(Raw listing)
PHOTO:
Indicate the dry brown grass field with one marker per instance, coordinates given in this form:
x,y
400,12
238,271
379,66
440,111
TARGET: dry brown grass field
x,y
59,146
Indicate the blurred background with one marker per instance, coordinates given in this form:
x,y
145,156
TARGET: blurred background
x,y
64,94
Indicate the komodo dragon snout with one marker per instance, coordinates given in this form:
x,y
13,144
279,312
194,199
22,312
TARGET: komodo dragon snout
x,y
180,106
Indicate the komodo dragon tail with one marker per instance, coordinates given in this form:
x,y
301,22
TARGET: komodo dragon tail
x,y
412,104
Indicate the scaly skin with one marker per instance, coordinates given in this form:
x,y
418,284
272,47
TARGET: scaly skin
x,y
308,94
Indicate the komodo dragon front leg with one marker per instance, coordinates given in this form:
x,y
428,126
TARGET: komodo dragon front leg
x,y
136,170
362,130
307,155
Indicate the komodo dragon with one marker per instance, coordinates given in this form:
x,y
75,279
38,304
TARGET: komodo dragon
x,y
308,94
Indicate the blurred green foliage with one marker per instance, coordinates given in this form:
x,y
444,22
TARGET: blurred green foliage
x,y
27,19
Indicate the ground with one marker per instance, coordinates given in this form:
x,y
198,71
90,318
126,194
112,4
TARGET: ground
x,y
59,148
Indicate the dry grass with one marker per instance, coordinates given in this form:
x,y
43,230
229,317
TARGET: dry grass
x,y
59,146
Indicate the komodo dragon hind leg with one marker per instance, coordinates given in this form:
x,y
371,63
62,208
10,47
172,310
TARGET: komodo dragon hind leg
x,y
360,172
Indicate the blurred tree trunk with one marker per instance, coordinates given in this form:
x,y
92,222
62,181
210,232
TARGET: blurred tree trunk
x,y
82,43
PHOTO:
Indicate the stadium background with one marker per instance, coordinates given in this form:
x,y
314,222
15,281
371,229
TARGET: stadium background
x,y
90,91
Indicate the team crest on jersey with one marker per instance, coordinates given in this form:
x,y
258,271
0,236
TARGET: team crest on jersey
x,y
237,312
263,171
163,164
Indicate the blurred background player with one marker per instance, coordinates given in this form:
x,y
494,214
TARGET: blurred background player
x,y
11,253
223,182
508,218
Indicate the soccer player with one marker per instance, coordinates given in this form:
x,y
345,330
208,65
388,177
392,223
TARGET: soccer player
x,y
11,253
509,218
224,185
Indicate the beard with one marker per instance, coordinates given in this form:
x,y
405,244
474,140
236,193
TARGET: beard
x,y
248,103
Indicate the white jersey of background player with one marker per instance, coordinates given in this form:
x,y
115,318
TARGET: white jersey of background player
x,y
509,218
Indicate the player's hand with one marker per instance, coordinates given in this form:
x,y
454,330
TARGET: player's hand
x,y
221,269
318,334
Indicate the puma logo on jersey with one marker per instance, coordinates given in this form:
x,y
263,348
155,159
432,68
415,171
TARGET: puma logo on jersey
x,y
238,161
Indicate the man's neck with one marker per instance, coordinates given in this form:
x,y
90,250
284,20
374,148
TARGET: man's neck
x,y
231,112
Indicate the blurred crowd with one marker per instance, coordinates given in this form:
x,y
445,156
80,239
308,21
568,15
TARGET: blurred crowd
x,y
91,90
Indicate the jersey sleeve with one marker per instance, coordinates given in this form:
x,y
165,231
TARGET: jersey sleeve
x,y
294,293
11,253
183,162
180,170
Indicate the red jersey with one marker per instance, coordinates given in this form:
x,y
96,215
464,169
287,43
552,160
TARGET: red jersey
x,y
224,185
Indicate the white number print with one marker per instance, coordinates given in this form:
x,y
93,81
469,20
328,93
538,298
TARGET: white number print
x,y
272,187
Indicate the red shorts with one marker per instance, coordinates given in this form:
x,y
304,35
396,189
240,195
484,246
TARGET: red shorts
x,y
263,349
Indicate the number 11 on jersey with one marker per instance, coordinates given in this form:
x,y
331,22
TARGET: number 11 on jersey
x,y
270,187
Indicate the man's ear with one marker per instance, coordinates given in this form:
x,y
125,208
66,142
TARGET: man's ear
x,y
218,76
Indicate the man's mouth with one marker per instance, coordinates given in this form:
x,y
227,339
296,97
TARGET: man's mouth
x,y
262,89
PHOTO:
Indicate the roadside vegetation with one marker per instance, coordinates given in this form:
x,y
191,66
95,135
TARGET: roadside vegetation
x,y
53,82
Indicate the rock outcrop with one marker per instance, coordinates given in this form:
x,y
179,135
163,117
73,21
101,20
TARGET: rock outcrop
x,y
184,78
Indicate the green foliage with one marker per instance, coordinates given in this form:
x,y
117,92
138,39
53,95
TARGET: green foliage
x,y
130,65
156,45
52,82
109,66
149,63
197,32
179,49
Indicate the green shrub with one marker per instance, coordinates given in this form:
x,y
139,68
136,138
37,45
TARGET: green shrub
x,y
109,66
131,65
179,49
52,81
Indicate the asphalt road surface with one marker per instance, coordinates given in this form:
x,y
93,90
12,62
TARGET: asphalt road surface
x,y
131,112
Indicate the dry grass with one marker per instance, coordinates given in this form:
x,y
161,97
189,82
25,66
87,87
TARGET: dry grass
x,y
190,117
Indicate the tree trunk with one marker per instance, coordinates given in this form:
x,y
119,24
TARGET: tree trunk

■ **Short task**
Copy the listing above line for line, changing nothing.

■ **Worked solution**
PHOTO:
Indicate the dry brown grass field with one marker per instance, coordinates given in this form:
x,y
400,12
238,271
379,66
440,111
TARGET: dry brown grass field
x,y
59,146
Indicate the blurred background with one marker per instance, coordinates given in this form:
x,y
145,156
TARGET: blurred background
x,y
64,94
Indicate the komodo dragon snout with one marker per instance, coordinates given in this form:
x,y
13,144
279,312
194,199
22,312
TARGET: komodo dragon snout
x,y
180,106
Indicate the komodo dragon tail with one marker per instance, coordinates given in this form:
x,y
301,22
TARGET: komodo dragon tail
x,y
412,104
Indicate the scaly skin with one marker per instance, coordinates given in this form:
x,y
418,284
272,47
TARGET: scaly skin
x,y
308,94
Indicate the komodo dragon front leg with one marker per instance, coordinates given in this form:
x,y
428,126
TARGET: komodo dragon front leg
x,y
136,170
362,130
307,155
Indicate the komodo dragon with one marker per instance, coordinates given in this form:
x,y
75,279
38,304
TARGET: komodo dragon
x,y
308,94
Indicate the blurred green foliage with one marker per instance, coordinates given in this form:
x,y
444,22
TARGET: blurred green foliage
x,y
27,19
Indicate the ground with one marker per instance, coordinates given in this form:
x,y
198,71
90,318
126,194
112,4
TARGET: ground
x,y
59,148
Indicate the dry grass with one marker per instance, coordinates given in this form:
x,y
43,230
229,317
TARGET: dry grass
x,y
59,146
Indicate the komodo dragon hind leg with one marker per instance, coordinates given in this form:
x,y
371,63
62,208
10,47
172,310
TARGET: komodo dragon hind leg
x,y
360,172
Indicate the blurred tree trunk with one marker per instance, coordinates given in this form:
x,y
92,222
62,181
210,232
TARGET: blurred tree trunk
x,y
82,43
PHOTO:
Indicate the stadium background with one marker per instance, coordinates given in this form:
x,y
314,222
15,281
371,229
TARGET: stadium background
x,y
90,91
Indicate the team crest on jersey with one marker per instance, coordinates given in this form:
x,y
258,271
0,236
TARGET: team crest on jersey
x,y
237,312
263,171
163,164
Indicate the blurred background player with one marker per instance, coordinates given in this form:
x,y
494,214
TARGET: blurred background player
x,y
11,253
223,182
508,218
Indicate the soccer player with one marker per instance, coordinates given in this form:
x,y
345,330
208,65
388,177
392,223
TARGET: soccer player
x,y
11,253
509,218
224,185
Indicate the beard with one marker per instance, coordinates given in this form:
x,y
405,244
474,140
236,193
TARGET: beard
x,y
248,103
Indicate the white jersey of background player with one marker per instance, coordinates given in this form:
x,y
115,318
TARGET: white jersey of background player
x,y
509,218
Indicate the player's hand with one marker per instance, coordinates given in this form:
x,y
454,330
TARGET: player's hand
x,y
221,269
318,334
Indicate the puma logo on jersey with one marker per instance, coordinates given in this form:
x,y
263,348
155,159
432,68
415,171
TARGET: puma logo on jersey
x,y
238,161
Indicate the man's neck with one marker per instance, coordinates given in this form:
x,y
90,250
284,20
374,148
TARGET: man's neck
x,y
231,112
Indicate the blurred crowd with one marker per instance, coordinates given in this form:
x,y
445,156
80,239
308,21
568,15
TARGET: blurred crowd
x,y
91,90
Indicate the jersey sleeve with one marker per instance, coordinates given in this form:
x,y
165,231
TARGET: jersey sleeve
x,y
294,293
11,253
183,162
180,170
Indicate the red jersey with one marker per instance, coordinates given in this form:
x,y
96,215
464,169
287,43
552,160
TARGET: red jersey
x,y
224,185
Indicate the white number print with one marker per instance, coordinates given in this form:
x,y
93,81
469,20
328,93
538,298
TARGET: white number print
x,y
272,187
Indicate the red shorts with one marker per instance, coordinates given in this form:
x,y
304,35
396,189
240,195
484,246
TARGET: red shorts
x,y
263,349
Indicate the number 11 on jersey with one marker per instance, coordinates given in this form:
x,y
331,22
TARGET: number 11 on jersey
x,y
270,187
Indicate the man's ear with one marker per instance, coordinates given in this form:
x,y
125,208
66,142
TARGET: man's ear
x,y
218,76
Indicate the man's mouth with one marker per instance, coordinates given in this form:
x,y
227,339
296,97
TARGET: man's mouth
x,y
262,89
PHOTO:
Indicate the roadside vegetation with one marker per instance, coordinates given in this form:
x,y
191,66
95,135
TARGET: roadside vegetation
x,y
53,82
Indicate the rock outcrop with one marker per instance, coordinates given in this form:
x,y
179,135
163,117
73,21
101,20
TARGET: rock outcrop
x,y
184,78
Indicate the green foliage with one marker per instance, coordinates given in this form:
x,y
117,92
138,39
53,95
TARGET: green foliage
x,y
130,65
156,45
52,82
109,66
149,63
197,32
179,49
Indicate the green shrub with one marker per instance, coordinates given in this form:
x,y
139,68
136,138
37,45
TARGET: green shrub
x,y
109,66
131,65
179,49
52,81
Indicate the asphalt road surface with one marker per instance, coordinates given in this form:
x,y
93,90
12,62
TARGET: asphalt road surface
x,y
131,112
Indicate the dry grass with one marker per instance, coordinates given in this form:
x,y
161,97
189,82
25,66
87,87
TARGET: dry grass
x,y
190,117
Indicate the tree trunk with one marker per instance, coordinates given in this form:
x,y
119,24
TARGET: tree trunk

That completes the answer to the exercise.